-- PROBLEM --
From the line containing "Find the chive" down to the last line of the material, return those lines verbatim and only those.

-- MATERIALS PROVIDED --
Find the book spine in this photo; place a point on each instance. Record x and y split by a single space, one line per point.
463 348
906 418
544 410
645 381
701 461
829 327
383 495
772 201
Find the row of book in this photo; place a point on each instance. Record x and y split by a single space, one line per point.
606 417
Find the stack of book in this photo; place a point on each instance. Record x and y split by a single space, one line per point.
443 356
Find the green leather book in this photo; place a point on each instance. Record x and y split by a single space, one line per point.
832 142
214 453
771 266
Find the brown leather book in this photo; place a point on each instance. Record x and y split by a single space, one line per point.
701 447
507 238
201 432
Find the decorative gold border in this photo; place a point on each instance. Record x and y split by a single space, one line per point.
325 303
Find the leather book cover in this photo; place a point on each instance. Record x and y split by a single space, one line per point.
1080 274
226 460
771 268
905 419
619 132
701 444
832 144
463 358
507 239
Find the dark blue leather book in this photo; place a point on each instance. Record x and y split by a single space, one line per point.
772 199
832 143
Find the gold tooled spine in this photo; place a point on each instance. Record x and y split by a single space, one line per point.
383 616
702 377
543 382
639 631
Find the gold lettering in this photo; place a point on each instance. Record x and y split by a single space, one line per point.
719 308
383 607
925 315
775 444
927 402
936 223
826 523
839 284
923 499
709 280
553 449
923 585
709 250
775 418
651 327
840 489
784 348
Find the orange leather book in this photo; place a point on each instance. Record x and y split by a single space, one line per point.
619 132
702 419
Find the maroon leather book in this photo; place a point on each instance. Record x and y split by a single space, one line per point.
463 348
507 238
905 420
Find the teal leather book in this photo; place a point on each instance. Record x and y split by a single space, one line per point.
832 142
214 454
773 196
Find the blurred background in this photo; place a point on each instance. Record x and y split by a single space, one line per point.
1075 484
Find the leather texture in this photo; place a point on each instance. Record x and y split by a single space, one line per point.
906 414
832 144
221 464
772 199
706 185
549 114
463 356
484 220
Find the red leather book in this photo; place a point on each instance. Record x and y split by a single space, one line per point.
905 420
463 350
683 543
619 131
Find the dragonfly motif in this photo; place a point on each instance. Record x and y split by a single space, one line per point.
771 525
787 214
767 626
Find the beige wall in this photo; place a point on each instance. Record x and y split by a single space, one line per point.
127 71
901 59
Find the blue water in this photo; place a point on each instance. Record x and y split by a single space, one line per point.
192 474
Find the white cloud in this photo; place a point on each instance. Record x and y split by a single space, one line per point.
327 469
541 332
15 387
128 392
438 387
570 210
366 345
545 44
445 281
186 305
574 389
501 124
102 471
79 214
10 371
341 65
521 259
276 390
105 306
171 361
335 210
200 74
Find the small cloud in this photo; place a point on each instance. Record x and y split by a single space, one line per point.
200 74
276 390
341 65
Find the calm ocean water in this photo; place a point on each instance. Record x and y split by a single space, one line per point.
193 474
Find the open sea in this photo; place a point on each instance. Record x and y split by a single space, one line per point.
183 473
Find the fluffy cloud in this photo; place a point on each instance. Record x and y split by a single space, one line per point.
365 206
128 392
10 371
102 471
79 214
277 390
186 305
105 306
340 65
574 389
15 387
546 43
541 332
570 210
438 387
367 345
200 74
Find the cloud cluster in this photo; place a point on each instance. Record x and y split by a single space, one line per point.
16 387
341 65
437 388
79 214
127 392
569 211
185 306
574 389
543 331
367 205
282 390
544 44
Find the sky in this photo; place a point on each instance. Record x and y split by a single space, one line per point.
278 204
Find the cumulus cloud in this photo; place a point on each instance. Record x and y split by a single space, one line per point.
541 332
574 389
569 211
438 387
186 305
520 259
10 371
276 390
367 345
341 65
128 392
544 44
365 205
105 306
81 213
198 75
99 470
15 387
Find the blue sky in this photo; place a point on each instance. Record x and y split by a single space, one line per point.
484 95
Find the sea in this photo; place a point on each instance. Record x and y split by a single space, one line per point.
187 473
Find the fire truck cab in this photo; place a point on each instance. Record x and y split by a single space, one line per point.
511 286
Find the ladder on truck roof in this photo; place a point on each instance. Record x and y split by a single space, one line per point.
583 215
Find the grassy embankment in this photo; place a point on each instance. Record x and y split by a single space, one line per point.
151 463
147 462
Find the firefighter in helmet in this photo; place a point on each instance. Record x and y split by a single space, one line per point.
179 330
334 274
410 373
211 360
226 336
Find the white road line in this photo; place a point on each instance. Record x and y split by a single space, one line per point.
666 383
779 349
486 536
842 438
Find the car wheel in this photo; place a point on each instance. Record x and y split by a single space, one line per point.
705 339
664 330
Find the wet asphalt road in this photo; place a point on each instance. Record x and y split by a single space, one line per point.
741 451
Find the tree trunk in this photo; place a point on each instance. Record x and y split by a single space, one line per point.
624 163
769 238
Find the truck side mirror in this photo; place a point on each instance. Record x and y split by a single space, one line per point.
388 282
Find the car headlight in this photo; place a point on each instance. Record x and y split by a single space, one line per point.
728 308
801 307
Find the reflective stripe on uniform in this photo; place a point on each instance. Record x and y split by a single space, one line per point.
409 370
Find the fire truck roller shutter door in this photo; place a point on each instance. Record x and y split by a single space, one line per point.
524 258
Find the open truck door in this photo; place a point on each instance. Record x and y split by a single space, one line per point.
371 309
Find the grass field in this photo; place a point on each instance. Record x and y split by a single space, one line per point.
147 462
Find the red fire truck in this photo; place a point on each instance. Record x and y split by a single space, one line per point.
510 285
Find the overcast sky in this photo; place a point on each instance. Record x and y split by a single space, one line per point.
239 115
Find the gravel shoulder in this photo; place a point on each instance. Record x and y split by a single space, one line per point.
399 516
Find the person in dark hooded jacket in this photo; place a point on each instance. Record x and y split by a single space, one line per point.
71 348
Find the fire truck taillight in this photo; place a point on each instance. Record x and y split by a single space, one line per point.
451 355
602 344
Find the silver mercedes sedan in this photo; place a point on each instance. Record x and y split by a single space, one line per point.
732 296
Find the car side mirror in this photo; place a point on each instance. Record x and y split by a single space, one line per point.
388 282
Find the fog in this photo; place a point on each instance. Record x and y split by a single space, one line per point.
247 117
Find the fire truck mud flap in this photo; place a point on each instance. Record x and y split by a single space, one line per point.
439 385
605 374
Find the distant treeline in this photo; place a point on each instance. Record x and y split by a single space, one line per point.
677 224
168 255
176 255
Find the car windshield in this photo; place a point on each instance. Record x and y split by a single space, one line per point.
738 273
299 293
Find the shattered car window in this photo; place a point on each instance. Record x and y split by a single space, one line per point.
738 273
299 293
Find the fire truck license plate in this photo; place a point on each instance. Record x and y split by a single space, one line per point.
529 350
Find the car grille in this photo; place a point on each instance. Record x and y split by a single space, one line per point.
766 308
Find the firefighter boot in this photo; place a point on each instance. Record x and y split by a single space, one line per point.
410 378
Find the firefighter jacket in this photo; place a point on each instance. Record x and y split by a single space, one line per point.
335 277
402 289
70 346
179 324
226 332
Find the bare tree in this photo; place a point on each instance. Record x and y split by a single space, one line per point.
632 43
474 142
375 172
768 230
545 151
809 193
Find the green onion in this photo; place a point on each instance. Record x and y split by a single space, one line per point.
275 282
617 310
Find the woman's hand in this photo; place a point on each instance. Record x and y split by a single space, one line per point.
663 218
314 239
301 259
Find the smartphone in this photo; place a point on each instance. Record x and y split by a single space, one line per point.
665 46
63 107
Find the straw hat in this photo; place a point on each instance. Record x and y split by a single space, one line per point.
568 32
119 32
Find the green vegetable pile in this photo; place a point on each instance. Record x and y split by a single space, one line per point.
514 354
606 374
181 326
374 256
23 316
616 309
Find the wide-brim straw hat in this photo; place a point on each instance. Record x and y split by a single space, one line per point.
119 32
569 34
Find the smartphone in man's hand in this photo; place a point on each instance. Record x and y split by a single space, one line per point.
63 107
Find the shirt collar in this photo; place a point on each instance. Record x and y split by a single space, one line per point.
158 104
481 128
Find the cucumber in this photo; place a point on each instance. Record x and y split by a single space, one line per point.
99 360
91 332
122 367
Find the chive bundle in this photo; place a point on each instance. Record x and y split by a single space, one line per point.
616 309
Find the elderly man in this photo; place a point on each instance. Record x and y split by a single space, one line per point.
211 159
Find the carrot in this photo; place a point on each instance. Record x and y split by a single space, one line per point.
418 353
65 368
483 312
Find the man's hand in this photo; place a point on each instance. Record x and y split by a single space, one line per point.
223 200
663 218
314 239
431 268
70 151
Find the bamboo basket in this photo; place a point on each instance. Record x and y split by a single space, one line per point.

-- ANSWER TO THE PROBLEM --
Find the chive bundle in this photo; place a point on each instance. Record x and y split by a single space, one line per point.
616 309
Find the elderly man in this photo; place a point on each instance. Record x and y split by a single space, one line per point.
211 159
Find the carrot in this photo; place a point on each instance. Record x and y split by a single space, one line per point.
418 353
65 368
483 312
Find the man's hand in this photo; place a point on each instance. Record x and y split by a single space, one line per point.
223 200
663 218
314 239
431 268
70 151
Find the bamboo basket in this photo; place a point on each instance. Record x and y split by a single space, one line per point.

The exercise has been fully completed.